*PAGE EXTRACT*
◆ ◆ ◆

The diameter of a metallic sphere is equal to $ 9 \mathrm{~cm} $. It is melted and drawn into a long wire of diameter $ 2 \mathrm{~mm} $ having uniform cross-section. Find the length of the wire.

Given:

The diameter of a metallic sphere is equal to \( 9 \mathrm{~cm} \). It is melted and drawn into a long wire of diameter \( 2 \mathrm{~mm} \) having uniform cross-section.

To do:

We have to find the length of the wire.

◆ ◆ ◆

*WRITTEN INSTRUCTION 1*
List every measurement that the wire problem refers to, whether its value is given or asked for, along with its value where one is stated.
*WRITTEN INSTRUCTION 2*
Pick up the sphere-and-wire problem after its final sentence and carry it forward.

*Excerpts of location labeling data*
◆ ◆ ◆

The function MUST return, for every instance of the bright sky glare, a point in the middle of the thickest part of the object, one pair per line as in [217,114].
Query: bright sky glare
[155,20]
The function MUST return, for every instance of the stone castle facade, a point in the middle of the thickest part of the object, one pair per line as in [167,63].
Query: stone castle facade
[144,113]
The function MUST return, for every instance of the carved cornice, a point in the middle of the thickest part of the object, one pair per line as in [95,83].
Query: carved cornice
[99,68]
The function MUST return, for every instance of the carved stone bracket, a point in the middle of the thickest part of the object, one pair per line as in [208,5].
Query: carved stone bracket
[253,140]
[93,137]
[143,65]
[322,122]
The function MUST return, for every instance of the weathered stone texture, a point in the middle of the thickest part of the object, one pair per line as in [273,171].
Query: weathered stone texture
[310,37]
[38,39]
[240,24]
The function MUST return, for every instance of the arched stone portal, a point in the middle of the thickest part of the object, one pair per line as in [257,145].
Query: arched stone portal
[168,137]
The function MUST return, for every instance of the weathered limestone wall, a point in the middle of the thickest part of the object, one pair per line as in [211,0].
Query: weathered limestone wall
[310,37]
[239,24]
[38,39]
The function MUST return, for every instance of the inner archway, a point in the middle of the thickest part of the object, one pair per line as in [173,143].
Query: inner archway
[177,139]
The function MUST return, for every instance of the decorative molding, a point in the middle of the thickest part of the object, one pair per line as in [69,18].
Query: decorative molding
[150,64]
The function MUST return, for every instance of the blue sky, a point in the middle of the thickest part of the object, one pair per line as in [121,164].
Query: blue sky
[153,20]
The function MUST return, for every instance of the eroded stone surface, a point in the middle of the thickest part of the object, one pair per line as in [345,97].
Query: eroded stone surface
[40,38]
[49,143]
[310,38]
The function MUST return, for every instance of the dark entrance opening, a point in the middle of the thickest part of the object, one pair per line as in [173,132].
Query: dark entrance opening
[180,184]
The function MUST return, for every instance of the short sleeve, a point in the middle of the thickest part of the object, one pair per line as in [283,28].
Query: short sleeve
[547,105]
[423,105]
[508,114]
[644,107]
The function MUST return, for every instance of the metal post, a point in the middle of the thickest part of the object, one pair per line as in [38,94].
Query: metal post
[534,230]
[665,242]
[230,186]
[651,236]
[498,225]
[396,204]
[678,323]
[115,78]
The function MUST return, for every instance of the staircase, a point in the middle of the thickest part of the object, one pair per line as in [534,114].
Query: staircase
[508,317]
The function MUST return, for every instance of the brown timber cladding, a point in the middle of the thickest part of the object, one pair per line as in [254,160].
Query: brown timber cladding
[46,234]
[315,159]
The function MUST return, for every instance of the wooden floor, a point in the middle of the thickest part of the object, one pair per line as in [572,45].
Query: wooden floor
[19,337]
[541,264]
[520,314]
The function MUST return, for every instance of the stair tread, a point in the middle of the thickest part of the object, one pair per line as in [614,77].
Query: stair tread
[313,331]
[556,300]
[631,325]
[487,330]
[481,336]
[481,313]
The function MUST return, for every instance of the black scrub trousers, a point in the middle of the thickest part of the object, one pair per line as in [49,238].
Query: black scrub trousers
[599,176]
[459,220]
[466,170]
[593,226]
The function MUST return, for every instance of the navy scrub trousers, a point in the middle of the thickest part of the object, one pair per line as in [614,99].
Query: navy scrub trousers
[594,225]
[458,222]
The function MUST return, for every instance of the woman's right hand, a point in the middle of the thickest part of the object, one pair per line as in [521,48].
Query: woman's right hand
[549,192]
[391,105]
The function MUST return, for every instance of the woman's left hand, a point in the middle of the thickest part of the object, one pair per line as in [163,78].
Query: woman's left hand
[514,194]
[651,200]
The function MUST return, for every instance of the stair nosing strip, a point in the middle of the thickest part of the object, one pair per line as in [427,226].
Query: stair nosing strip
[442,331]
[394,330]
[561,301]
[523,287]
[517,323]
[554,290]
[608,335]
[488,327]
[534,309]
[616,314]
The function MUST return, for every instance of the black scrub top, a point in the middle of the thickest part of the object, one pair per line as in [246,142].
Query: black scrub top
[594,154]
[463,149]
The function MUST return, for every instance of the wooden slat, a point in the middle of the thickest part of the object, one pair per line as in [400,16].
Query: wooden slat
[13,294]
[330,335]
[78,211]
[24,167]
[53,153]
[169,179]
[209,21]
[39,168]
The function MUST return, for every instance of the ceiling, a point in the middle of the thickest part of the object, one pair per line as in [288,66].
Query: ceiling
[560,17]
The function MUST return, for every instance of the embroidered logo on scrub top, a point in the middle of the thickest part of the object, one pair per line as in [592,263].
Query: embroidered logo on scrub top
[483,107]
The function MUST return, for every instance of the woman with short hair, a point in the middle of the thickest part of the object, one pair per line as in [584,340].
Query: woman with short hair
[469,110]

◆ ◆ ◆

*FINAL RESULT 1*
- Diameter of the metallic sphere: 9 cm
- Diameter of the wire: 2 mm
- Length of the wire: not given (this is what must be found)

*FINAL RESULT 2*
Solution:

Diameter of the metallic sphere $=9 \mathrm{~cm}$

This implies,

Radius of the sphere $r=\frac{9}{2} \mathrm{~cm}$

Volume of the sphere $=\frac{4}{3} \pi r^{3}$

$=\frac{4}{3} \pi(\frac{9}{2})^{3}$

$=\frac{243}{2} \pi \mathrm{cm}^{3}$

Diameter of the wire $=2 \mathrm{~mm}$

This implies,

Radius of the wire $=\frac{2}{2} \mathrm{~mm}$

$=1 \mathrm{~mm}$

$=\frac{1}{10} \mathrm{~cm}$ Let $h$ be the length of the wire, this implies,

$\pi r^{2} h=\frac{243}{2} \pi$

$\Rightarrow r^{2} h=\frac{243}{2}$

$\Rightarrow (\frac{1}{10})^{2} h=\frac{243}{2}$

$\Rightarrow \frac{1}{100} h=\frac{243}{2}$

$\Rightarrow h=\frac{243}{2} \times 100$

$\Rightarrow h=12150 \mathrm{~cm}$

The length of the wire is $12150\ cm$.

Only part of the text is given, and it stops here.